We aren’t rotten. The system is.

18

We like to tell ourselves humans are naturally selfish.
It makes the bad news easier to digest. War. Famine. A burning planet while the rich buy yachts.
If we are fundamentally rotten at least the destruction is our own fault.

Jeremy Lent thinks that’s nonsense.
He argues we aren’t broken. We are just running old software.
Bad software.
Installed around the 17th century.

The operating system glitch

Lent is the guy behind the Deep Transformation Network and a new book called Ecocivilization.
His point? Modern civilization isn’t natural.
It’s a cultural choice. A bad one.
Born from European modernism.
From the idea that nature is a machine to be conquered.

“Francis Bacon told us to conquer nature. That wasn’t just a slogan. It was a worldview.”

This mindset did two things.
One. It gave us science. Tech. Antibiotics. Good stuff.
Two. It convinced us we are separate from Earth.
Separate from each other.
Resources to be mined. People to be managed.

This leads to a comfortable lie.
That competition is human nature.
That extraction is inevitable.

Lent says science proves this wrong.
We evolved to collaborate. Not compete.
The current system treats us like isolated atoms.
But atoms aren’t real. Everything connects.

Rewriting the code

So where does an ecocivilization come from?
Not from wishful thinking.
From systems science.

Modernism gave us reductionism.
Descartes said chop things up.
Understand the parts to know the whole.

- **Entries drawn from a collection**
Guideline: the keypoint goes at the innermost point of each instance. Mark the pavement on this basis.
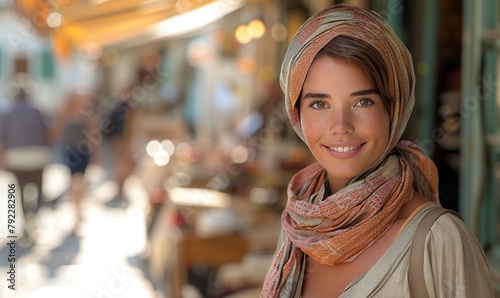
(97, 258)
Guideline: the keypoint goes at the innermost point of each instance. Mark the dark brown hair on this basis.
(365, 55)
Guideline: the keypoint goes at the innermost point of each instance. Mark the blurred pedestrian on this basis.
(121, 127)
(74, 125)
(25, 151)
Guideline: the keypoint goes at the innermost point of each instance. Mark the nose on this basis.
(342, 122)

- **Task description**
Reproduce the passage of the essay on Jeremy Lent's argument from "We like to tell" up to and including "Bad software.", substituting "programming" for "software" wherever it occurs. The rows stand on their own and are unrelated to the essay.

- **Answer for the task**
We like to tell ourselves humans are naturally selfish.
It makes the bad news easier to digest. War. Famine. A burning planet while the rich buy yachts.
If we are fundamentally rotten at least the destruction is our own fault.

Jeremy Lent thinks that’s nonsense.
He argues we aren’t broken. We are just running old programming.
Bad programming.